- _TASK GOAL_
Write a continuation of the Guatemala travel account below, the one about Xela and the Fuentes Georgina hot springs, starting right after its last sentence.

- _EXCERPTED PASSAGE_
Photos above: San Antonio Popolo nestled in a cove, Young onions and corn grow on terraces wherever there's room to plant them
After 15 days in Guatemala, the achingly beautiful land and the rich culture we'd barely explored, we feel like we'd better either spend the rest of our lives here, or think about moving on. Even with a year or so left, that map of South America looks pretty big, especially compared to tiny Central America! It's early July, and with our son Jamie's wedding in September, we're wondering how to make reservations to fly back to California when we don't even know where we'll be. We want to be done with the most the challenging segment of the trip, the ferry and flight from Panama to South America. On the road, logistics that would be simple at home become much more difficult, without an address or phone, or knowing where you'll be tomorrow. We decided to step up our pace a bit. Photo: San Antonio women washing clothes,
Below: Xela's lovely Parque Central
Xela and Fuentes Georgina
We left Atitlan headed for Xela, pronounced Shayla, a beautiful town with a beautiful name. Its real name is Quetzaltenango, but nobody uses it. Just when you think you can't stand another lovely colonial city in the highlands, another one comes along, with its spacious, open central plaza, grand old Spanish stone buildings, inviting cafes and says, "Come on, sweety, just a little bit closer and snuggle up; we're gonna have a goood time, and I even have an ATM." We flirted and did some light petting with Xela, but left before she even got us to third base because when we saw where we were going to sleep, we knew we'd regret it in the morning. And we just weren't ready to have our hearts broken again, so soon after Atitlan. We just wanted a casual one-nighter this time, and had an invitation from her cousin Georgina, who lived at a hot springs in the mountains nearby, so we tore ourselves away and headed for the hills. Besides, Xela's ATM was out of cash, and so were we.

- _RECORDED INFORMATION_

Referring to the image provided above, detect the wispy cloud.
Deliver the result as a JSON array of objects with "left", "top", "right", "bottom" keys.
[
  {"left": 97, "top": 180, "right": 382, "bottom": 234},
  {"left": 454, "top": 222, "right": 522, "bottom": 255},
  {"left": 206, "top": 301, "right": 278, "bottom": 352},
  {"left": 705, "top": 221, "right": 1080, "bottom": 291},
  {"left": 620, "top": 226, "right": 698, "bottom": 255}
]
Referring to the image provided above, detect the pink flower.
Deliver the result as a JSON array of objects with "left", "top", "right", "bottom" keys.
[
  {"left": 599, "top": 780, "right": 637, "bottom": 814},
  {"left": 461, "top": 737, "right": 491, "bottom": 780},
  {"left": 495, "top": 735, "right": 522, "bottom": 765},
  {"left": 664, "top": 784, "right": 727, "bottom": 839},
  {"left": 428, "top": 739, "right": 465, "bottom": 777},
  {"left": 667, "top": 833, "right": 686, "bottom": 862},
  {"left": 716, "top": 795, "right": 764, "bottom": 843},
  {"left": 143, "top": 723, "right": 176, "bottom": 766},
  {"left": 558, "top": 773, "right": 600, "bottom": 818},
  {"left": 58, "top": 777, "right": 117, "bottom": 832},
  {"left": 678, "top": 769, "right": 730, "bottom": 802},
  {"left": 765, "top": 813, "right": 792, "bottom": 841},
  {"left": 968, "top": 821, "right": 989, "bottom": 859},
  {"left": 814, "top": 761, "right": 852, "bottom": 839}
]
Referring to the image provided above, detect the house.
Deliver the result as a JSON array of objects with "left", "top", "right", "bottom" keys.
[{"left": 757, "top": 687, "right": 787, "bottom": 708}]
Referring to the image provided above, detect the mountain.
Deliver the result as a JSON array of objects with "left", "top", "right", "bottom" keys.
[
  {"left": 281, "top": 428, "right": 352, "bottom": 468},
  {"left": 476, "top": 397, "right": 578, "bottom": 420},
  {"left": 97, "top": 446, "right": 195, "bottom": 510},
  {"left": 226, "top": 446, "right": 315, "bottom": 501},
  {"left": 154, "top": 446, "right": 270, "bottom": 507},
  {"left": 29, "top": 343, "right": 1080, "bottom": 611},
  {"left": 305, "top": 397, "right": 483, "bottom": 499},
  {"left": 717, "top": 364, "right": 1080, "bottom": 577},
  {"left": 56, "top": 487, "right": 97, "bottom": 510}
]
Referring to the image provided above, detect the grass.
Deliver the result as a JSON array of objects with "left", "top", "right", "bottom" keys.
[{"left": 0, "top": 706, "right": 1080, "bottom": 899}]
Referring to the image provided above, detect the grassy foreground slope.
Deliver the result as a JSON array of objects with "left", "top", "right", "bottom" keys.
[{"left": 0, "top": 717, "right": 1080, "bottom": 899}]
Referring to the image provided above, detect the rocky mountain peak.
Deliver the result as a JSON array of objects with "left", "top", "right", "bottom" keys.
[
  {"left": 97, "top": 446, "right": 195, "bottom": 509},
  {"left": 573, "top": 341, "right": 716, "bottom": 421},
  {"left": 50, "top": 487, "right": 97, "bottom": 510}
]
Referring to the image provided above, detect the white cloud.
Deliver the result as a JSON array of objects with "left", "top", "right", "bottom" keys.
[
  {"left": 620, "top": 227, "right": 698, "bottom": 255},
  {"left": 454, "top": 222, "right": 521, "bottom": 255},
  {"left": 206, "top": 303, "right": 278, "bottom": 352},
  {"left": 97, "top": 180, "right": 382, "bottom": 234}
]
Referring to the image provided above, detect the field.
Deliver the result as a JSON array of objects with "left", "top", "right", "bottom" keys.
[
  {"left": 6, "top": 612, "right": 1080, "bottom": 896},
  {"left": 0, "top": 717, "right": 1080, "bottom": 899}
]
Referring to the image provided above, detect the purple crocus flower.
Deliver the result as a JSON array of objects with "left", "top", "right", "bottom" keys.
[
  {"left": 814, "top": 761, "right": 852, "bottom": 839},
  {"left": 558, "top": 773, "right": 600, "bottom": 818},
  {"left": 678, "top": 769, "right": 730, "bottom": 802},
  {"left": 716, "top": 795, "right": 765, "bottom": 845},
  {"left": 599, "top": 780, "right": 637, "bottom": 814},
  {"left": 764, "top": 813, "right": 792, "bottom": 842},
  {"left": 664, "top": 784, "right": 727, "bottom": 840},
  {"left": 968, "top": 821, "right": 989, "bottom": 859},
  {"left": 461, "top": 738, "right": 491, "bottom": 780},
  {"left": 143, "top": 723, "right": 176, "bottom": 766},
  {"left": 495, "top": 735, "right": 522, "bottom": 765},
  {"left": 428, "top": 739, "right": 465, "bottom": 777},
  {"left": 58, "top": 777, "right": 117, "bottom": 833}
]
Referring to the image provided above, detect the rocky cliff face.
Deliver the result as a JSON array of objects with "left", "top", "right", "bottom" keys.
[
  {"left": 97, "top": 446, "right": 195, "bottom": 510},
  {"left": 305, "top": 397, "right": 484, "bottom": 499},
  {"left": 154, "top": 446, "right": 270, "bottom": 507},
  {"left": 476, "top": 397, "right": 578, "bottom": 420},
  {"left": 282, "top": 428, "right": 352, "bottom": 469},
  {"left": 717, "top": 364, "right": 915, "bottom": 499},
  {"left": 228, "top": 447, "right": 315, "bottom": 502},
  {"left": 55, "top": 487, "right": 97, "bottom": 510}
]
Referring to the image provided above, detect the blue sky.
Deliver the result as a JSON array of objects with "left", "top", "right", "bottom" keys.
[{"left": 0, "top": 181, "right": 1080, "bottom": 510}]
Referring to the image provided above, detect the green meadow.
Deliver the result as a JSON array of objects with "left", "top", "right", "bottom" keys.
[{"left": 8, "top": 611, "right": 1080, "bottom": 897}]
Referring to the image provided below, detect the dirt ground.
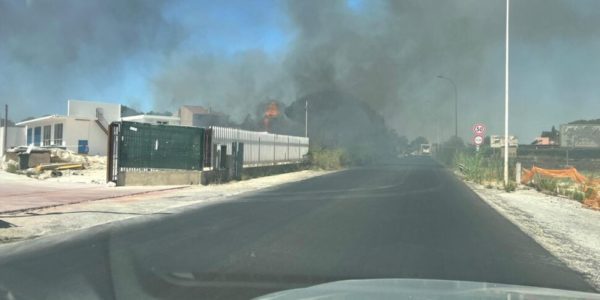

- _ANSWER TO THIS TASK_
Fuentes Georgina wasn't easy to find, it turned out, like so many good things. It took over two hours wandering lost through the mountains. At one point we came a fork in the one-lane track, with no idea which way to go. A metal sign lay on the ground but it was blank. Kathleen got out, turned it over, and it said Fuentes Georgina --->, which could only mean right, unless you pointed the arrow left, but then the words would be upside down. We're pretty quick at figuring things like this out. Arriving at last at a solid steel closed and locked gate and a sign that said "Cerrado", our spirits fell. But some men slid the peephole open to have a look, and said we could come in and spend the night. This was good, especially since it was almost dark, we were tired and frazzled, and there was nowhere to turn around on this winding, precipitous road. We were prepared to beg, but didn't even have to do more than ask. We found a place to park, but they said we we'd have to leave in the morning, as they were expecting lots of people and didn't have enough parking. Then we got on our swimsuits and found our way to the pools. Georgina is high in the mountains, surrounded by lush tropical forest, which accounts for much of its beauty. There are cabins to rent, a spacious restaurant next to a large pool, fed by hot sulphur seeps from the cliff wall on one side. We spent a luscious hour or so enjoying the perfect water, a full moon, and the cool night air, mostly with the place to ourselves.
Next morning was a different story; people were beginning to arrive by the carload and van load. It was, after all, the weekend and this was the premier hot springs of Guatemala. We moved our rig to make more room available, then returned to the pool for a farewell soak, where we had a fun time with a couple of young Americans who had come there on an outing with their teacher from a Spanish school in Xela. One of them, Bethany, had started from zero only a month before, and was already speaking better than Rus, who has been messing around with the language for years. She also spoke French, which she said helped. But Rus also speaks French so what's his problem? Before heading out, we went once more to the pool to have a look. It had turned into a real cannibal stew! We were grateful we'd come the night before.
View from pool area at Fuentes Georgina
The Sugar Refinery- Sweet!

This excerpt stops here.